#### Etiketli bölge verilerinden alıntılar
========
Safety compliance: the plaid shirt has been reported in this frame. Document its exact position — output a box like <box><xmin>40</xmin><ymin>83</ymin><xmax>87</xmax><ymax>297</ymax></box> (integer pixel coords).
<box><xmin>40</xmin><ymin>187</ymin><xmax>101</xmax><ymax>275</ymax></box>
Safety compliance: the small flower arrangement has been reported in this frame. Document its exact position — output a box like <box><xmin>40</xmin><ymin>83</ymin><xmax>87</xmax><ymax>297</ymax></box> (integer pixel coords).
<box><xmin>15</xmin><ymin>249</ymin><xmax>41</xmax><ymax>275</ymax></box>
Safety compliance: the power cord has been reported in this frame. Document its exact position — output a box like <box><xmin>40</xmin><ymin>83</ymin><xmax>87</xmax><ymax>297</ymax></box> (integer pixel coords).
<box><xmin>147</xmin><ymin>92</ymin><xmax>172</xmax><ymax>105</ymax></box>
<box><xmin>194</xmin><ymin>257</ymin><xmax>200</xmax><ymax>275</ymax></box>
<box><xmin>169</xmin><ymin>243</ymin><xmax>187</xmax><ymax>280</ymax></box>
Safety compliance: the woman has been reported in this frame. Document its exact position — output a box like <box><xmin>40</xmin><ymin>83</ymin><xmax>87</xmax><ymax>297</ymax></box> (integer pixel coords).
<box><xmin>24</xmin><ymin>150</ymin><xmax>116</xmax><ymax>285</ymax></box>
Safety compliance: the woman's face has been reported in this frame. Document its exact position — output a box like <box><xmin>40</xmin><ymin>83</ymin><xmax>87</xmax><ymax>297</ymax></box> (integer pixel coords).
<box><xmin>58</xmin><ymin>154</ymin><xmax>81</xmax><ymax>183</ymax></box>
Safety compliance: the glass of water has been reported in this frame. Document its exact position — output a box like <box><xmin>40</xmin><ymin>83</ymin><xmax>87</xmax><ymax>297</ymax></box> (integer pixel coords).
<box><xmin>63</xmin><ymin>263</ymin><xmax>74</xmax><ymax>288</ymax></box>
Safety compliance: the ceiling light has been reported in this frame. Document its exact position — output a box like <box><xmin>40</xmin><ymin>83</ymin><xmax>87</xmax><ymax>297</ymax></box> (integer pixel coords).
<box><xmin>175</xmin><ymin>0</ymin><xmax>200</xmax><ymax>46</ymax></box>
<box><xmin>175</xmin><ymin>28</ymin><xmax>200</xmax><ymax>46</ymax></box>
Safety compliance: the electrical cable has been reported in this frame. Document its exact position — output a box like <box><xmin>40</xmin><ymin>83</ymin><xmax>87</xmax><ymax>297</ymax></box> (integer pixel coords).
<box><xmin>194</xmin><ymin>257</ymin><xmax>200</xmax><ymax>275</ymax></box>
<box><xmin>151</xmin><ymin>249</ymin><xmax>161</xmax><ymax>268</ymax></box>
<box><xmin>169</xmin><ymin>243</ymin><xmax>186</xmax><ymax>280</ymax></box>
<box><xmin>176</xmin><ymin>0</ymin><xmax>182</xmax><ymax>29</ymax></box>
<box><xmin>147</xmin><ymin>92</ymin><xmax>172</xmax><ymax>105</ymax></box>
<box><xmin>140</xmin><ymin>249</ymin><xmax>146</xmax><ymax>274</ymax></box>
========
#### Yapılacak görev
Yukarıdaki listede "output" kelimesinin geçtiği satırların tamamını döndür.

#### Alıştırmanın çözümü
Safety compliance: the plaid shirt has been reported in this frame. Document its exact position — output a box like <box><xmin>40</xmin><ymin>83</ymin><xmax>87</xmax><ymax>297</ymax></box> (integer pixel coords).
Safety compliance: the small flower arrangement has been reported in this frame. Document its exact position — output a box like <box><xmin>40</xmin><ymin>83</ymin><xmax>87</xmax><ymax>297</ymax></box> (integer pixel coords).
Safety compliance: the power cord has been reported in this frame. Document its exact position — output a box like <box><xmin>40</xmin><ymin>83</ymin><xmax>87</xmax><ymax>297</ymax></box> (integer pixel coords).
Safety compliance: the woman has been reported in this frame. Document its exact position — output a box like <box><xmin>40</xmin><ymin>83</ymin><xmax>87</xmax><ymax>297</ymax></box> (integer pixel coords).
Safety compliance: the woman's face has been reported in this frame. Document its exact position — output a box like <box><xmin>40</xmin><ymin>83</ymin><xmax>87</xmax><ymax>297</ymax></box> (integer pixel coords).
Safety compliance: the glass of water has been reported in this frame. Document its exact position — output a box like <box><xmin>40</xmin><ymin>83</ymin><xmax>87</xmax><ymax>297</ymax></box> (integer pixel coords).
Safety compliance: the ceiling light has been reported in this frame. Document its exact position — output a box like <box><xmin>40</xmin><ymin>83</ymin><xmax>87</xmax><ymax>297</ymax></box> (integer pixel coords).
Safety compliance: the electrical cable has been reported in this frame. Document its exact position — output a box like <box><xmin>40</xmin><ymin>83</ymin><xmax>87</xmax><ymax>297</ymax></box> (integer pixel coords).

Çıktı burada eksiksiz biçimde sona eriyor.